## TEXT SECTION:

++++++++++

#RedEye On ‘Gun Violence Restraining Order’ Proposal: The Slipperiest Slippery Slope

On Thursday morning (or Wednesday night if you ask Andy Levy), the Red Eye crew tackled the new proposed “Gun Violence Restraining Order” law in California that would “temporarily bar a mentally unstable person from buying and possessing firearms after family, partners or friends call police.”

Essentially, the proposed law would allow untrained people to report their family members to police as “dangerous,” and the police would then be free to bar that person from owning a gun, or buying a gun, for an indeterminate amount of time. The flaw in this plan should be obvious, but Jedediah Bila and Stephen Kruiser lay it out clear and bare.

First to answer is Bila:

“I am worried people with no mental health expertise will tell authorities this person can’t carry a gun. what if there is a family fight and someone wants revenge on someone. I don’t want it to be that easy to discriminate against someone for what may be a personal reason that doesn’t warrant it.”

And Kruiser nails it down in typical direct fashion:

“This is the slipperiest slippery slope I think I’ve ever seen. You come from, you know, a dysfunctional family where people actually hate each other in the immediate family they can be launching this kind of stuff all the time, you can get your cousin put away, your brother put away. I don’t see how that works. I mean, I am more for actually getting them into some removed, protected mental health care for awhile rather than just say ‘well you can’t have the guns and the dangerous stuff’, because they’re still gonna be sick and dangerous.”

Kruiser also points out that if you don’t help the root problem, the apparent mental health issue or instability, then if they can’t get a gun legally, they’ll just get it illegally.

++++++++++

## RECORD SET:
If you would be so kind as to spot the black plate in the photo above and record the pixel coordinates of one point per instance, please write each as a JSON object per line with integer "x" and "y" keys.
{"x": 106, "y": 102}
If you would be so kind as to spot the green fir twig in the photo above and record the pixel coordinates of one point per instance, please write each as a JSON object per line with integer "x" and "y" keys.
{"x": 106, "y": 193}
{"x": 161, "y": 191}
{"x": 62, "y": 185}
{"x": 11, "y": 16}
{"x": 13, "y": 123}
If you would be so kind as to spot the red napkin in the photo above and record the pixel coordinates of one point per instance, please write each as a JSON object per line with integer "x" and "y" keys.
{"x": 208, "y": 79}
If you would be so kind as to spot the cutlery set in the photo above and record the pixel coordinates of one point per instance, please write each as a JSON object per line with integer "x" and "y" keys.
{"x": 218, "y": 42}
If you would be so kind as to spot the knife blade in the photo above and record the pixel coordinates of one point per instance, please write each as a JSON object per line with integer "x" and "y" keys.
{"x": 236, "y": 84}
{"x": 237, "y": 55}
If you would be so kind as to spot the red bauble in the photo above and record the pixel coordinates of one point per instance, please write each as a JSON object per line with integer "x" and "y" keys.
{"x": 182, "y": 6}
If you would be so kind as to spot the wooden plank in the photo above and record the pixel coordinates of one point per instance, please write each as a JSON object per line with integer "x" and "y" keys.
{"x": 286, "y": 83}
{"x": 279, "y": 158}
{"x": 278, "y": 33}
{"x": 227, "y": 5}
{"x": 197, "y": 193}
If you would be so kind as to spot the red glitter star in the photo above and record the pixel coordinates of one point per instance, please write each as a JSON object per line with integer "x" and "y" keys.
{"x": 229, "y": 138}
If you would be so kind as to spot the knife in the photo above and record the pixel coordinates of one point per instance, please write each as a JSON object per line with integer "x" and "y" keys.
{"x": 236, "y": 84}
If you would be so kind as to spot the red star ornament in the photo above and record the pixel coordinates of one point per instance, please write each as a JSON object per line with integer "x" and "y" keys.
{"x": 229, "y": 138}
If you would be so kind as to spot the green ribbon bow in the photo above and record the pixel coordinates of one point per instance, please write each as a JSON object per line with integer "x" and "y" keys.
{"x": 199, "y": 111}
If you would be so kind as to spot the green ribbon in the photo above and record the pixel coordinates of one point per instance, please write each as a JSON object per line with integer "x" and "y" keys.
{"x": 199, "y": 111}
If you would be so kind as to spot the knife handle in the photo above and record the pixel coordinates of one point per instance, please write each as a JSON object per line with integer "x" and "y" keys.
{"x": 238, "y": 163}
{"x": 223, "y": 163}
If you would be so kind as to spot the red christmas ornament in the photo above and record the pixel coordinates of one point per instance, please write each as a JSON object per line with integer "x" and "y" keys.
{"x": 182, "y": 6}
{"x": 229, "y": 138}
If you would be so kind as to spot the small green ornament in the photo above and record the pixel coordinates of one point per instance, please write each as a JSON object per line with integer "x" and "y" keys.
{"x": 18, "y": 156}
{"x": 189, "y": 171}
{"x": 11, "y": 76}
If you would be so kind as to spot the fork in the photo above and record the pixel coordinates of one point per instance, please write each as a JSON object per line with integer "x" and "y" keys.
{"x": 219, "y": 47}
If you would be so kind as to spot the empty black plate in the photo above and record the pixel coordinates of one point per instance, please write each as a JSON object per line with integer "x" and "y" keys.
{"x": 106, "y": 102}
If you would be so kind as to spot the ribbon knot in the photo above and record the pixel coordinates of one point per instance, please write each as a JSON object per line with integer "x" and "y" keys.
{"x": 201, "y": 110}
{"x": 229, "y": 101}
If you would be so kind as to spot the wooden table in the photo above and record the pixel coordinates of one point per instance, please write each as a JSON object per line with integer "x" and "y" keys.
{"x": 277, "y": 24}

++++++++++

## ASSIGNED TASK 1:
Can you quote the piece on California's gun violence restraining order proposal from "Essentially, the proposed" up to and including "clear and bare.", word for word?
## ASSIGNED TASK 2:
Answer these about the piece on California's gun violence restraining order proposal:
(a) In which state was the "Gun Violence Restraining Order" law proposed?
(b) Who is the first to answer on the proposal?
(c) What does Kruiser say he would favor instead of only keeping guns away from such people?
## ASSIGNED TASK 3:
How would you continue the piece on California's gun violence restraining order proposal from where it stops?

## EXERCISE RESULT 1:
Essentially, the proposed law would allow untrained people to report their family members to police as “dangerous,” and the police would then be free to bar that person from owning a gun, or buying a gun, for an indeterminate amount of time. The flaw in this plan should be obvious, but Jedediah Bila and Stephen Kruiser lay it out clear and bare.

## EXERCISE RESULT 2:
(a) California.
(b) Jedediah Bila.
(c) Getting them into some removed, protected mental health care for a while.

## EXERCISE RESULT 3:
Joanne Suchinsky also brings up the excellent point about standards and limitations. If you’re on corrective medication for any reason, you can’t own a gun at all? Not even for hunting? There are people all over this country who are on prescribed medication that shouldn’t make for proscribed activities, including medication for PTSD. Would this bill differentiate? It is a question The Right Scoop’s dunestar has asked before:

So now who gets to decide that you are mentally unstable? More importantly, how unstable do you have to be? Can you carry an M-16 in Afghanistan, but not own a 9 millimeter in your own home? One can protect a nation but not your front yard for fear of becoming unhinged.

But what about people who have had eating disorders? What about recovering alcoholics? Are they, too, to be deemed unfit? Where do we draw the line? Who draws the line?

Bila closes with one of the most important points. Andy Levy poses the question of how a person would get off the list, be it by being treated by a mental health professional or other form of help. Bila replies, “I have a feeling it wouldn’t be so temporary.” Indeed, if we have learned anything about government, it is that it’s easier to get on a list than off it, and it’s easier to be forbidden to do something than to be given permission.